EXERCISE REQUIREMENTS: The response should consist of every line below, restated exactly, with no pictures.

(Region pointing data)
● ● ● ● ●

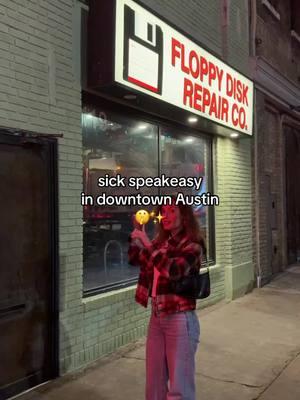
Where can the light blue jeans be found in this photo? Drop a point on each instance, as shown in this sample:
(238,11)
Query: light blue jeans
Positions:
(171,346)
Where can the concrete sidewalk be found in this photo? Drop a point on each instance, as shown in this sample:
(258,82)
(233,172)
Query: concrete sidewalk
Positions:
(250,349)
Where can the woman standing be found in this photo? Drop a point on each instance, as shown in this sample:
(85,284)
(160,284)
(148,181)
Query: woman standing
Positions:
(174,331)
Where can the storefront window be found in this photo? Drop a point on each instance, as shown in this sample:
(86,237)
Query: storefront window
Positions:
(114,144)
(185,155)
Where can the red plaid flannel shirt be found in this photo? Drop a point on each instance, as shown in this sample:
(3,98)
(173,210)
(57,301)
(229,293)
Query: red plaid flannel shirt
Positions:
(179,258)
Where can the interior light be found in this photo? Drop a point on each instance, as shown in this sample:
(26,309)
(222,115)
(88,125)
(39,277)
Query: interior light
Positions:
(89,115)
(129,96)
(189,140)
(192,120)
(142,127)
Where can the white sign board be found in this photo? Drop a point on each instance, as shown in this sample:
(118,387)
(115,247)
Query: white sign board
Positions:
(155,59)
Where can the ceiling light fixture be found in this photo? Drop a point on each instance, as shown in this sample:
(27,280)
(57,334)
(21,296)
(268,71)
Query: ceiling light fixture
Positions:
(192,120)
(129,96)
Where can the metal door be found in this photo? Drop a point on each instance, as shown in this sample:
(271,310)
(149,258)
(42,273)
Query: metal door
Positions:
(28,254)
(293,193)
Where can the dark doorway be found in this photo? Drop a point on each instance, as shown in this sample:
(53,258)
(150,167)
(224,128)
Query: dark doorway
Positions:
(28,257)
(293,193)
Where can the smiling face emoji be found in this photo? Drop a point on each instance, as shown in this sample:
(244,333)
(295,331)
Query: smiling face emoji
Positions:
(142,217)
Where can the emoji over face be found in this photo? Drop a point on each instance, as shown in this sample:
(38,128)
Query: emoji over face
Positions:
(142,217)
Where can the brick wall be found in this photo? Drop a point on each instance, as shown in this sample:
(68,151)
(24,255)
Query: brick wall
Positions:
(39,93)
(270,251)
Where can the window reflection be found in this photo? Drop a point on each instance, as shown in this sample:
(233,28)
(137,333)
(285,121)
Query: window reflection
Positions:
(113,145)
(186,155)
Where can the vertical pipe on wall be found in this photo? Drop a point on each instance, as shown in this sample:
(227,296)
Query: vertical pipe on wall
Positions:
(253,18)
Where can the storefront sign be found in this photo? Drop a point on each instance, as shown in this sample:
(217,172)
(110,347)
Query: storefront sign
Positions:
(155,59)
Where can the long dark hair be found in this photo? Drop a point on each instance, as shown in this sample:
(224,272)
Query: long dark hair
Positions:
(190,225)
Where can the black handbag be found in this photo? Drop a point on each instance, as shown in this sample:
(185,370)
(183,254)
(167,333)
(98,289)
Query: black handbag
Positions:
(193,286)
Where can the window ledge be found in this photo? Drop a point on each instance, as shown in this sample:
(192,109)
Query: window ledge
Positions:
(295,35)
(271,9)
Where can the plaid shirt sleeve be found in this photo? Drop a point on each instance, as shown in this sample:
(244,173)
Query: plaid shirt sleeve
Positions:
(176,263)
(138,256)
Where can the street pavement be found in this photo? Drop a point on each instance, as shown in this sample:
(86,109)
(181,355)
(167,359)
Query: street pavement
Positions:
(249,349)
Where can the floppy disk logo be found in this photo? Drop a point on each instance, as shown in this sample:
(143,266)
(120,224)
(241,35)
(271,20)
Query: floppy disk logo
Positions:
(143,52)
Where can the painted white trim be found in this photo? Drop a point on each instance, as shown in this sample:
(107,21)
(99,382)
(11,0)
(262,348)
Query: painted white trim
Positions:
(271,9)
(295,35)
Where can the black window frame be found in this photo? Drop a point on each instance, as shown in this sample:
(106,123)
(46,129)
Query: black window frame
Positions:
(93,103)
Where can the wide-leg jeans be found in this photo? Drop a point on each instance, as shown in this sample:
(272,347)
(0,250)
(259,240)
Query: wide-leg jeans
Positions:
(171,345)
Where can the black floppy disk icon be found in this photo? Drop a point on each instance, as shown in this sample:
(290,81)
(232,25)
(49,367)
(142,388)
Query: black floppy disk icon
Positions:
(143,52)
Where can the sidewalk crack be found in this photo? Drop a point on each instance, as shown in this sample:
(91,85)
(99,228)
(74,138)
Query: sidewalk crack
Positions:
(230,381)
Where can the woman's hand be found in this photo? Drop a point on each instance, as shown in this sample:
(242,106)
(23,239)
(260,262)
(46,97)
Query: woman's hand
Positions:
(141,236)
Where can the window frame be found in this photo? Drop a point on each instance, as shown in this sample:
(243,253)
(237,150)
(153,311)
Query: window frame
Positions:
(91,103)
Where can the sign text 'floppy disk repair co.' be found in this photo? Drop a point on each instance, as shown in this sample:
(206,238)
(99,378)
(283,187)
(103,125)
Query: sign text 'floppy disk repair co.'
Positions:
(155,59)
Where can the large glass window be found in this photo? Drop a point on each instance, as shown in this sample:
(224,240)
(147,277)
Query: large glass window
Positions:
(117,144)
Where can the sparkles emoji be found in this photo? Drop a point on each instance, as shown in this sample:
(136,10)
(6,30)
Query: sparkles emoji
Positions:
(142,217)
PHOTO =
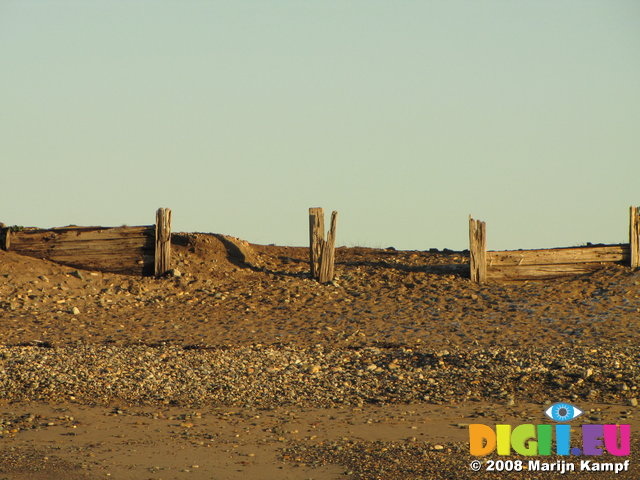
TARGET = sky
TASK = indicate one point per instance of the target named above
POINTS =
(404, 116)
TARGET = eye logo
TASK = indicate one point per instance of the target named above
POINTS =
(563, 412)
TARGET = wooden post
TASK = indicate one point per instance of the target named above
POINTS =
(327, 260)
(163, 242)
(5, 238)
(634, 236)
(316, 239)
(477, 250)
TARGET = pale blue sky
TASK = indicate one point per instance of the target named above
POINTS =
(406, 116)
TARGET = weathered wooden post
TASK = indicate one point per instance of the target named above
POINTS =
(327, 260)
(162, 262)
(316, 239)
(5, 238)
(477, 250)
(634, 236)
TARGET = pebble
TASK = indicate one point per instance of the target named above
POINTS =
(287, 374)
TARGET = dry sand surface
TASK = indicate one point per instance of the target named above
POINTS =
(242, 367)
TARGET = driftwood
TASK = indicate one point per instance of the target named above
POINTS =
(162, 257)
(634, 237)
(316, 239)
(327, 260)
(321, 251)
(558, 256)
(551, 262)
(118, 250)
(477, 250)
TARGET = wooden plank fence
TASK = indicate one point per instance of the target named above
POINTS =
(321, 251)
(547, 263)
(140, 250)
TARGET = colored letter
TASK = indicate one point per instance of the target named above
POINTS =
(544, 439)
(563, 439)
(523, 439)
(482, 439)
(611, 439)
(503, 432)
(592, 439)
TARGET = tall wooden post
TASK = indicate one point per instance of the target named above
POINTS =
(316, 239)
(5, 238)
(327, 260)
(634, 236)
(477, 250)
(162, 262)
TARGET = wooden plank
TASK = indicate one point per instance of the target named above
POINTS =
(539, 272)
(477, 251)
(162, 262)
(327, 260)
(558, 256)
(118, 250)
(316, 239)
(634, 237)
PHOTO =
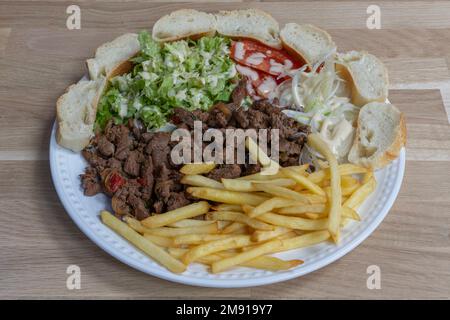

● ● ● ● ●

RESPONSE:
Where can the light blue jeans be found in this photo? Drop a point on each instance, as shown in this sample:
(238,11)
Query: light blue jeans
Positions:
(171,346)
Where can the concrete sidewalk be found in this photo? Drop a point on each instance, as shown in this sample:
(258,82)
(233,172)
Query: concrete sidewalk
Positions:
(250,349)
Where can the woman standing be found in this photo? Drop a point on each instance, as shown in this sample:
(85,284)
(160,284)
(148,181)
Query: woman standing
Positions:
(174,331)
Where can the storefront window be found in this photo? Drop a point on each instance, as shown in this sample:
(86,237)
Query: storefront window
Positions:
(114,144)
(185,155)
Where can the red plaid flannel shirt be found in this photo? Drop a point on each instance, as shown in this sample:
(3,98)
(173,210)
(57,301)
(229,293)
Query: red plaid flannel shirt
Positions:
(179,258)
Where can the interior light be found in this photo? Drop a point on each instance, as shown in this sample:
(26,309)
(222,115)
(88,125)
(39,277)
Query: interior light
Positions:
(89,115)
(129,96)
(189,140)
(192,120)
(142,127)
Where can the white sign board be found in this photo? Drop a point on each instance, as shown in this sample:
(118,387)
(115,247)
Query: white sign board
Positions:
(155,59)
Where can the ceiling light fixture be found in this photo? Drop a point on each instance, as shown in this sample:
(27,280)
(57,334)
(21,296)
(268,71)
Query: ceiling light fixture
Positions:
(192,120)
(129,96)
Where can the metal door be found in this photo? Drop a point on each instance, as shown in this sample:
(271,310)
(149,258)
(42,273)
Query: metal door
Positions:
(28,254)
(293,193)
Where can the dark doorway be found in this photo? Drop a point on each instance, as shown in this sample:
(53,258)
(150,167)
(224,128)
Query: dark doorway
Positions:
(28,257)
(293,193)
Where can the smiling face emoji be found in this photo? Drop a point on each instance, as shown in this sample:
(244,333)
(295,331)
Query: smiling face emoji
Positions:
(142,217)
Where can the emoji over face be found in this photo? Drop a point on each instance, as shown in this sample:
(38,128)
Query: emoji over face
Positions:
(142,217)
Where can the brick wall be found in this photo? Drop a point on each instance, as shown in this sample:
(68,151)
(24,255)
Query: brick wall
Positions:
(39,93)
(270,251)
Where can the window reflection be found in this photo? Drop a point on each instance, as shown in this sample:
(233,28)
(137,333)
(285,121)
Query: window reflection
Positions:
(113,145)
(186,155)
Where can the vertical pipe on wall be found in this photo? Drop a point on each instance, as shown in this sample:
(227,296)
Query: vertical pipe on wall
Positions:
(253,18)
Where can the storefront sign be found in this photo? Drop a point on each instance, as shown in this sample:
(217,172)
(110,347)
Query: storefront sign
Positions:
(155,59)
Where can the long dark hair be found in this photo? Drop a point on each instance, as shown in this sample:
(224,272)
Query: long dark hair
Positions:
(190,225)
Where can the black handbag be found in this photo? Drop a point on each instance, as shown in this sample:
(185,370)
(183,254)
(167,333)
(98,289)
Query: black handbag
Positions:
(193,286)
Where can the window ledge be found in this photo? Drop a point on each instance, as shown in this sample:
(192,109)
Query: window ledge
Positions:
(295,35)
(271,9)
Where can the plaid shirt sleeve be found in this photo? Drop a point on each instance, as shown in this sample:
(244,173)
Query: plaid shirt sleeve
Positions:
(176,263)
(138,256)
Where can the street pavement be found in this photo? Drop a point on each instance, as shown in this sample:
(86,109)
(181,355)
(167,359)
Query: street pavement
Positions:
(249,349)
Where can the floppy disk logo be found in this photo? Drop a point on each instance, as shown in this sample:
(143,266)
(120,224)
(241,35)
(271,20)
Query: floppy disk logo
Positions:
(143,52)
Where can the painted white trim be found in this photo? Drop a point on each instance, as shown in this sample:
(107,21)
(99,382)
(11,0)
(262,348)
Query: painted white trim
Positions:
(271,9)
(295,35)
Where can the black window frame be found in this photo? Drop a point on each instance, as shown in this sample:
(106,123)
(46,129)
Query: black window frame
Positions:
(93,103)
Where can the wide-leg jeans be found in this photo? Drop a point on each instance, as shown in this sample:
(272,347)
(0,250)
(259,240)
Query: wide-leg jeans
Positions:
(171,345)
Where can the black floppy disk icon be found in this photo? Drop a point on each instance, as shown in this sample:
(290,81)
(232,25)
(49,367)
(142,388)
Query: black floppy disk icon
Positions:
(143,52)
Where can the sidewalk crack be found in this photo? Drop a point on each instance, as shown in this sample:
(91,85)
(99,228)
(74,138)
Query: sidewalk crack
Positions:
(230,381)
Where can the woman's hand be found in this photo? Drop a point on each instance, as shown in this sample:
(242,106)
(23,239)
(260,262)
(46,97)
Query: woman's hand
Positions:
(141,236)
Where can the window frame be found in this photo? Drop a point on each instance, as shown in this sample:
(243,253)
(237,150)
(153,311)
Query: window frame
Positions:
(91,103)
Where can the sign text 'floppy disk repair co.' be found in this photo? Drop a point on each instance, as shown in this sample:
(206,238)
(99,378)
(283,187)
(103,125)
Query: sign text 'floppy disk repair co.'
Positions:
(155,59)
Where can the large glass window be found in this photo? Drop a point on each instance, as shown in this sample:
(224,240)
(147,277)
Query: large glass window
Positions:
(117,144)
Where can the sparkles emoji be found in this photo? Drop a point on each instance, as shown in this sample:
(136,10)
(6,30)
Query: sparkles emoji
Positions:
(142,217)
PHOTO =
TARGET = sky
TASK = indicate one point per instance of the target named above
POINTS =
(404, 116)
TARGET = eye logo
TASK = indicate one point per instance of the target named above
POINTS =
(563, 412)
TARGET = wooden post
TASK = indicate one point per instance of the target named above
POINTS =
(327, 260)
(163, 242)
(5, 238)
(634, 236)
(316, 239)
(477, 250)
TARGET = pale blue sky
TASK = indicate one point per instance of the target named above
POINTS =
(406, 116)
TARGET = weathered wooden post
TASK = indicate one point per instance of the target named above
POINTS =
(327, 260)
(162, 262)
(316, 239)
(5, 238)
(477, 250)
(634, 236)
TARGET = pebble
TASK = indicate one point per instance of the target named above
POINTS =
(287, 374)
TARGET = dry sand surface
TASK = indicate one point per instance of the target named above
POINTS =
(242, 367)
TARGET = driftwood
TASK = indicate one point per instance of the target named above
POINTS =
(162, 257)
(634, 237)
(316, 239)
(327, 260)
(321, 251)
(558, 256)
(551, 262)
(118, 250)
(477, 250)
TARGET = wooden plank fence
TASK = indicate one point per instance of the target named above
POINTS =
(321, 251)
(547, 263)
(140, 250)
TARGET = colored letter
TASK = indicate one point per instance of the target named above
POINTS =
(544, 439)
(563, 439)
(523, 439)
(482, 439)
(611, 439)
(503, 432)
(592, 439)
TARGET = tall wooden post
TASK = indicate one point per instance of the target named above
POINTS =
(316, 239)
(5, 238)
(327, 260)
(634, 236)
(477, 250)
(162, 262)
TARGET = wooden plank
TASK = indicate one point per instance of the target named above
POINTS =
(539, 272)
(477, 251)
(162, 262)
(327, 260)
(558, 256)
(118, 250)
(316, 239)
(634, 237)
PHOTO =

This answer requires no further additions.